## start
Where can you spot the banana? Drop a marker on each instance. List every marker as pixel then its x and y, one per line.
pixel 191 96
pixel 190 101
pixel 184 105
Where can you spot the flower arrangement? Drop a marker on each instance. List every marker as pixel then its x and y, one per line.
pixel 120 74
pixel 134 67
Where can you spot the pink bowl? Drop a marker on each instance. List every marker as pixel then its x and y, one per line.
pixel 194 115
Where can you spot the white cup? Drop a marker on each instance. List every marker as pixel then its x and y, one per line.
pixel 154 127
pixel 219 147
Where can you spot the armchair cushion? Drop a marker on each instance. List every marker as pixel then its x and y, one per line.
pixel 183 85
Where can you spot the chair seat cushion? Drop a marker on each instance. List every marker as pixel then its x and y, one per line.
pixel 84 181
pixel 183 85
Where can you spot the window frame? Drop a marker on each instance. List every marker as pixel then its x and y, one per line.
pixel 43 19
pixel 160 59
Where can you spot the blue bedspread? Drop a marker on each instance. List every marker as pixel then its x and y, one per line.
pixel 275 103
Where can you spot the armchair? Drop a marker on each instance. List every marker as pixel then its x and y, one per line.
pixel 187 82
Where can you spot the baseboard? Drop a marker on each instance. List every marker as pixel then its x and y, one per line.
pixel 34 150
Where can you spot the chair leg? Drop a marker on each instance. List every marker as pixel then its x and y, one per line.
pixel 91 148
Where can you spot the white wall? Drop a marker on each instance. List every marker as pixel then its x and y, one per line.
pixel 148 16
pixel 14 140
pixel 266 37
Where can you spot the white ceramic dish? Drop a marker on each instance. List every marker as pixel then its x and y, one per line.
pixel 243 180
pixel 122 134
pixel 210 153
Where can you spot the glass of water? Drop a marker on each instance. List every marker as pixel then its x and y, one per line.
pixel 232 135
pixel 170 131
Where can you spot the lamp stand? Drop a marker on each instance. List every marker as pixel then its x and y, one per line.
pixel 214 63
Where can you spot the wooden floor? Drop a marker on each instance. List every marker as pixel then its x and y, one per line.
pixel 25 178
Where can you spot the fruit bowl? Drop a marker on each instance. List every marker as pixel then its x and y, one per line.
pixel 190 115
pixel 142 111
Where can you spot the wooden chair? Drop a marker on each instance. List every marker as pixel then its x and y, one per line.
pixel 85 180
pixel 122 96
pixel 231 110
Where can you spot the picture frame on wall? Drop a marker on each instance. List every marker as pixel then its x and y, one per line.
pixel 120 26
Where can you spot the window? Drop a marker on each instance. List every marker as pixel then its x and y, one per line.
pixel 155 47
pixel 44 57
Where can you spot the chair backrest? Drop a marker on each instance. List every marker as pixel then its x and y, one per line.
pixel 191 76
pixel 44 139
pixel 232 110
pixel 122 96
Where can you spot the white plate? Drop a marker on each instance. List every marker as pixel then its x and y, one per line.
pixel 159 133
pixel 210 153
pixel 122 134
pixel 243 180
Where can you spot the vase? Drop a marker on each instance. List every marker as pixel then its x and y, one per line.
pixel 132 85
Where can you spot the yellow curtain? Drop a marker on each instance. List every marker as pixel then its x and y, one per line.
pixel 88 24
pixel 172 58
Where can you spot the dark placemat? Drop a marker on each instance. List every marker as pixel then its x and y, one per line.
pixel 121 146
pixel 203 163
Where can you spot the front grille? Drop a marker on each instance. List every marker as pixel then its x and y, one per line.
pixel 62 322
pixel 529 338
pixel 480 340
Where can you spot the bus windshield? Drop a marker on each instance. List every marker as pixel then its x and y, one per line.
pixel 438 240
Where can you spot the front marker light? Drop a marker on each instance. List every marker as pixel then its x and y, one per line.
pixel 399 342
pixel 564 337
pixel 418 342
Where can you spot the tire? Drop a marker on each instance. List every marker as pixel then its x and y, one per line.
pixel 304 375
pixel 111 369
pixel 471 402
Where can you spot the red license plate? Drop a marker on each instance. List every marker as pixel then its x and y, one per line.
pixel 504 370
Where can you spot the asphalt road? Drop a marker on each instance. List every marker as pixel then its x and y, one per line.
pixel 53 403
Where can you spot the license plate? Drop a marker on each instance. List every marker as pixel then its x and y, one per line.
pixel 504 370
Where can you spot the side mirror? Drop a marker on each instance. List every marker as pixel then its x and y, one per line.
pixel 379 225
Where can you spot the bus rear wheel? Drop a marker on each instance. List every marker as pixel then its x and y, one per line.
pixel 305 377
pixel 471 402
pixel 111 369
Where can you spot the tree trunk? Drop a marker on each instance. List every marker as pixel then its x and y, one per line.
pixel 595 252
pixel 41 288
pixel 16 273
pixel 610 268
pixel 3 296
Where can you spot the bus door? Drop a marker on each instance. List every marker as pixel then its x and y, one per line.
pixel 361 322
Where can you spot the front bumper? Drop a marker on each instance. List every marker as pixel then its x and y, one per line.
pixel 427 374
## end
#### [TASK INSTRUCTIONS]
Copy every one of the lines above with no changes at all.

#### [FULL RESPONSE]
Where can you spot the banana? Drop a marker on each instance. List every marker as pixel then its x and y, one per line.
pixel 191 96
pixel 190 101
pixel 184 105
Where can you spot the flower arrangement? Drop a marker on each instance. List every marker as pixel then its x and y, one per line.
pixel 120 74
pixel 134 67
Where can you spot the pink bowl? Drop a marker on each instance. List every marker as pixel then its x and y, one per line.
pixel 194 115
Where can you spot the white cup? Drop a marker on each instance. List every marker as pixel then its x and y, one per line.
pixel 154 127
pixel 219 147
Where can you spot the armchair cushion? Drop a marker on each instance. List every marker as pixel then its x and y, one per line.
pixel 183 85
Where can you spot the chair seat cushion? Drop a marker on each instance. List every marker as pixel then its x and y, one per line.
pixel 84 181
pixel 183 85
Where can you spot the window frame? Drop a marker on each instance. List every marker as pixel then its x and y, one per line.
pixel 43 19
pixel 160 59
Where can you spot the blue bedspread? Drop a marker on each instance. List every marker as pixel then its x and y, one per line.
pixel 275 103
Where can you spot the armchair? Drop a marker on each instance. List every marker as pixel then its x and y, one per line.
pixel 187 82
Where can you spot the baseboard? Drop a marker on each instance. List every marker as pixel then its x and y, one per line.
pixel 34 150
Where can you spot the chair leg? Drop a marker on each instance. List every marker as pixel then its x and y, one per line.
pixel 91 148
Where can you spot the white wall? Drop a marker on each instance. List every marker as pixel then its x and y, one per line.
pixel 148 16
pixel 14 140
pixel 266 37
Where can you spot the white ceramic dish? Drop a marker on each instance. List every marker as pixel then its x and y, one per line.
pixel 243 180
pixel 122 134
pixel 210 153
Where can you spot the glass of water? Drop a marker on each instance. List every marker as pixel then its x and y, one per line.
pixel 232 135
pixel 170 131
Where can you spot the lamp stand? Drop a marker on each instance. List every marker as pixel then its x and y, one per line.
pixel 214 63
Where can you spot the wooden floor? Drop a marker on each instance. List every marker as pixel then its x and y, one per line.
pixel 25 178
Where can you spot the fruit bowl? Drop a marker on each instance. List every marker as pixel then its x and y, one per line.
pixel 190 115
pixel 142 111
Where can you spot the wooden chair? Drop a marker on each instance. List every marker as pixel then its x and y, one per line.
pixel 85 180
pixel 122 96
pixel 231 110
Where can you spot the picture frame on wall? Drop a marker on each instance. List every marker as pixel then its x and y, one per line.
pixel 120 26
Where can you spot the window? Drop a marker on each instance. List every marker as pixel then its x and y, one per line.
pixel 155 47
pixel 44 57
Where can you spot the chair backrest? Drop a marker on each instance. List every marker as pixel then its x and y, one per line.
pixel 191 76
pixel 44 139
pixel 232 110
pixel 122 96
Where can you spot the white plate? Drop a marker on each instance. List every marker as pixel then its x and y, one per line.
pixel 159 133
pixel 210 153
pixel 122 134
pixel 243 180
Where can you spot the vase? Drop a marker on each instance. List every marker as pixel then its x and y, one per line.
pixel 132 85
Where can you spot the yellow curtain? Drop a marker on each instance. List every marker as pixel then its x and y, one per line.
pixel 88 24
pixel 172 58
Where can you spot the dark placemat? Drop a marker on each instance. List every marker as pixel then its x and y, one per line.
pixel 121 146
pixel 203 163
Where can you spot the front grille? Drop a marker on each instance. List every marker as pixel then its x and y, one per line.
pixel 62 322
pixel 529 338
pixel 480 340
Where can you spot the bus windshield? Drop a marker on each instance. List every marker as pixel then its x and y, one per line.
pixel 438 240
Where can you spot the front marker light? Drop a marker on each instance. List every marker as pixel then its x and y, one per line.
pixel 399 342
pixel 564 337
pixel 418 342
Where can you spot the tire? Drop a marker on each instance. List every marker as pixel then its x and y, one per line.
pixel 304 375
pixel 111 369
pixel 471 402
Where can you spot the red license plate? Drop a marker on each instance. List every marker as pixel then its x and y, one per line.
pixel 504 370
Where can you spot the asphalt road? Drop a marker on each instance. List every marker as pixel then its x and y, one per line.
pixel 53 403
Where can you spot the license plate? Drop a marker on each instance. List every marker as pixel then its x and y, one per line.
pixel 504 370
Where can you spot the side mirror? Drop a marker on each instance. List every marker as pixel then its x and y, one per line.
pixel 379 225
Where can you spot the bus rear wheel? Drop a marker on each instance. List every marker as pixel then its x and y, one per line.
pixel 305 377
pixel 471 402
pixel 111 369
Where can you spot the tree trunk? Drop a marker on each instance. List every marker as pixel then its x and y, one per line.
pixel 595 252
pixel 41 288
pixel 16 273
pixel 610 268
pixel 3 296
Where can you spot the bus door? Drop a marker on each instance. List every marker as pixel then its x and y, one per line.
pixel 361 322
Where can you spot the front bumper? Drop a marker on each instance. List every marker as pixel then its x and y, one per line.
pixel 427 374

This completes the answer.